▶ [TESTO FORNITO]:
========================================

“IL PD NON È PIÙ IL PARTITO DEL COLLE” – “LA STAMPA”: “IL RAPPORTO COL QUIRINALE È CAMBIATO DA QUANDO È ARRIVATA ELLY SCHLEIN. MATTARELLA VIENE BUONO COME BANDIERA QUANDO C’È DA CELEBRARE IL 25 APRILE O SUI GIUDICI, ALTRIMENTI VIENE BEATAMENTE IGNORATO” – “DIFFICILE NON NOTARE LA DISSONANZA SU QUESTIONI ESSENZIALI COME L’UCRAINA” – “PER ELLY, L’IMPORTANTE È INTERCETTARE IL PACIFISMO POLITICO E DA PORTAFOGLIO DI CONTE. NÉ LA SEGRETARIA DEL PD SI PONE IL PROBLEMA DI UN ALLEATO CHE SULL’UCRAINA HA TESI, DICIAMO COSÌ, MOLTO ARDITE. SE DOMANI IL CAMPO LARGO VINCESSE LE ELEZIONI, MATTARELLA…”
Estratto da “Lo spigolo”, la newsletter di Alessandro De Angelis per “La Stampa”
elly schlein vota al referendum - foto lapresse
C’è stato un periodo, piuttosto lungo, in cui il Pd è stato il “partito del Colle”. Che non si significa, tanto per capirci, complicità manovriera o trame politiche, ma una comune idea dell’interesse nazionale.
Quando Sergio Mattarella, in un passaggio drammatico, chiama Mario Draghi, il Pd, sia pur con qualche maldipancia iniziale, si adegua perché “prima il paese”. Andando a ritroso: quando sempre Mattarella stoppa la richiesta di elezioni anticipate da parte di Matteo Renzi, dopo la sconfitta al referendum, arriva il governo di Paolo Gentiloni e lo stesso Renzi si adegua.
Andando ancora più a ritroso, c’è Giorgio Napolitano che, senza quel partito, non avrebbe potuto gestire la crisi dello spread, e così via. Fino ai tempi di Oscar Luigi Scalfaro.
L’obiezione è nota: tutto vero, ma è anche vero che, in nome della famosa “responsabilità”, la sinistra ha donato sangue con esiti non proprio vantaggiosi.
Dopo Monti il Pd si è schiantato, dopo Draghi pure. Mentre la sinistra faceva da stampella del sistema, gli altri macinavano voti sulla protesta, Giorgia Meloni compresa. Si potrebbe contro-obiettare facilmente che tra il non assumersi la responsabilità e fare la stampella ci sono infinite sfumature che attengono alla politica.
SERGIO MATTARELLA GIORGIA MELONI
Perché essere un partito con cultura istituzionale non significa, come accaduto, essere per forza subalterni a chi ti porta a governo. In fondo così è stato da parecchio tempo a questa parte, e non solo con i “governi del presidente”. Vai alla voce, ad esempio: Conte 2.
Sia come sia, ora questa storia è a un giro di pagina. Il Pd non è più il partito del Colle, nel senso che di quel rapporto sono mutati i fondamentali di cultura politica.
Innanzitutto viene da chiedersi se ci sia ancora una interlocuzione, fatta di contatti informali, di approfondimenti comuni, di uno scambio di vedute. […] la sensazione è che Elly Schlein, che si è messa a fare Meloni con Meloni, di questo rapporto sembra non avvertire il bisogno, diversamente dai suoi predecessori.

========================================

▶ [ELENCO DELLE VOCI]:
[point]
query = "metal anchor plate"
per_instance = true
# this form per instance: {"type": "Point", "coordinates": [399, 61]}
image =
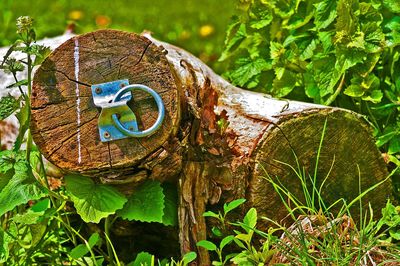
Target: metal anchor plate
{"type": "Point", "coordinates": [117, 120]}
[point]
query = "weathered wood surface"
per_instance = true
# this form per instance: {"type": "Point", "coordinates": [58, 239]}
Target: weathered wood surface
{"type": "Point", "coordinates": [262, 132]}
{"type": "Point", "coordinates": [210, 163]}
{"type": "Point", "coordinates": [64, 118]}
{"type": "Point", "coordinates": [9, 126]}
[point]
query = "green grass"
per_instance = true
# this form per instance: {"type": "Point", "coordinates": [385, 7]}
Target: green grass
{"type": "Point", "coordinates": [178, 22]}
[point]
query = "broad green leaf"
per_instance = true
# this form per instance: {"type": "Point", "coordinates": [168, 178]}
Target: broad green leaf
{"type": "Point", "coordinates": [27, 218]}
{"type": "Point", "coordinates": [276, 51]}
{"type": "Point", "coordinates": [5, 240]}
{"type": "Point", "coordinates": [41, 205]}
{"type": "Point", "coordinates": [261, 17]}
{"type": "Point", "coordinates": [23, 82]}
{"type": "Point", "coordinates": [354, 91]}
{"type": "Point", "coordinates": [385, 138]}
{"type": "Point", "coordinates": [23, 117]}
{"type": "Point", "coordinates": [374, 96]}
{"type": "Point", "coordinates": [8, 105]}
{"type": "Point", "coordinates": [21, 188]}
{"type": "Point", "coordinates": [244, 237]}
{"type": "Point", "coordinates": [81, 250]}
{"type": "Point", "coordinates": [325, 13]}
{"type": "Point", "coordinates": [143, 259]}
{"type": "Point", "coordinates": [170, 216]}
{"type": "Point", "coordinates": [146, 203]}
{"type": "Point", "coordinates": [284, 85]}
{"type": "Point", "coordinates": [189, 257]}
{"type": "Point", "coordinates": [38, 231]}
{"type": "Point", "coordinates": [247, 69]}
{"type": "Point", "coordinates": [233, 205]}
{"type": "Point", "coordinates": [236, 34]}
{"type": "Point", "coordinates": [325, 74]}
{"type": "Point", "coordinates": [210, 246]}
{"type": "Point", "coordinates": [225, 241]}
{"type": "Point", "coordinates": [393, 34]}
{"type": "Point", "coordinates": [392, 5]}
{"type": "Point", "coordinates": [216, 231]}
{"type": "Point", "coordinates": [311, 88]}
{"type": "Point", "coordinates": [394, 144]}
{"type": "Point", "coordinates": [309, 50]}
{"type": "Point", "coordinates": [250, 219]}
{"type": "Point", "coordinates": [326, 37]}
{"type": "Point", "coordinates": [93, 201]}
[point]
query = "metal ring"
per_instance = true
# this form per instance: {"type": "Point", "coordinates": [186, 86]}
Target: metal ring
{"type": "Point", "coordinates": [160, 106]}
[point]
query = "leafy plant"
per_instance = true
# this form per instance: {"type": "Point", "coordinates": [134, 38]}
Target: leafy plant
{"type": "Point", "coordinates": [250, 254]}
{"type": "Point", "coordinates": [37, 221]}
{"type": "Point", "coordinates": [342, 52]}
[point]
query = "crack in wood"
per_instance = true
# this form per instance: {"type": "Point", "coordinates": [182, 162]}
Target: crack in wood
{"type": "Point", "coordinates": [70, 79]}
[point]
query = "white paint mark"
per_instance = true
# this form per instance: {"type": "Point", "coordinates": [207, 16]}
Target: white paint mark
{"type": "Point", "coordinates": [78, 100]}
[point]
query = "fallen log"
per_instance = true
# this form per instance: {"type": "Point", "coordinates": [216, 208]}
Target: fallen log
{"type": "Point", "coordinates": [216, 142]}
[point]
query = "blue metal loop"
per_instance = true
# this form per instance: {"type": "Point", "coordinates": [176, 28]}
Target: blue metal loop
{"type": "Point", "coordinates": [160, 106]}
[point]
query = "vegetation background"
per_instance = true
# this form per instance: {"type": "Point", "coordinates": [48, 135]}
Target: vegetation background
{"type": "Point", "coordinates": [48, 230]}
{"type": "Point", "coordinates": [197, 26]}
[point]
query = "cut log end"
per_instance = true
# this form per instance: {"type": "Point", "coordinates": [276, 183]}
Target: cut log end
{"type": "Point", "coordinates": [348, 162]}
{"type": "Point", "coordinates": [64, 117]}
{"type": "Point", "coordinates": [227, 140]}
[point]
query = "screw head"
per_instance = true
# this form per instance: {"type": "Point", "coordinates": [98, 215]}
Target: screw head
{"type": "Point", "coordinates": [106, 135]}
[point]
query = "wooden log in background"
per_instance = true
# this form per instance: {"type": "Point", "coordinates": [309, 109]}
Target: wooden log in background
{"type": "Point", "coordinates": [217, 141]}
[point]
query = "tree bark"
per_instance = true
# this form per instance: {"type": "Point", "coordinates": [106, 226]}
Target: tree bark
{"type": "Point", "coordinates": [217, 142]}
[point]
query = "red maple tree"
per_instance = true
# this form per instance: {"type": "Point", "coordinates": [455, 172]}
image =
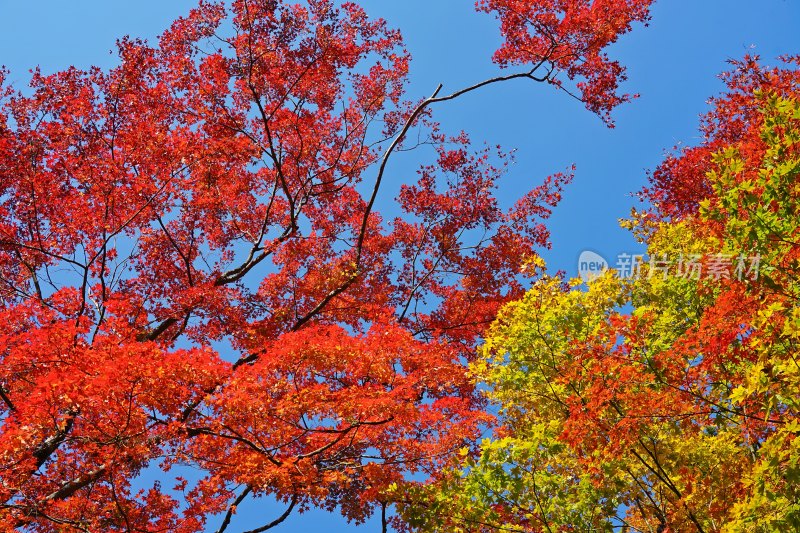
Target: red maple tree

========================================

▶ [RICHIESTA ASSEGNATA 1]: Nel testo fornito, quale governo arriva dopo che Mattarella ferma la richiesta di elezioni anticipate avanzata da Matteo Renzi?
▶ [RICHIESTA ASSEGNATA 2]: Riproduca il brano del testo fornito a partire dalle parole «L’obiezione è nota: tutto», fermandosi dopo le parole «attengono alla politica.».

▶ [RISULTATO 1]: Il governo di Paolo Gentiloni.

▶ [RISULTATO 2]:
L’obiezione è nota: tutto vero, ma è anche vero che, in nome della famosa “responsabilità”, la sinistra ha donato sangue con esiti non proprio vantaggiosi.
Dopo Monti il Pd si è schiantato, dopo Draghi pure. Mentre la sinistra faceva da stampella del sistema, gli altri macinavano voti sulla protesta, Giorgia Meloni compresa. Si potrebbe contro-obiettare facilmente che tra il non assumersi la responsabilità e fare la stampella ci sono infinite sfumature che attengono alla politica.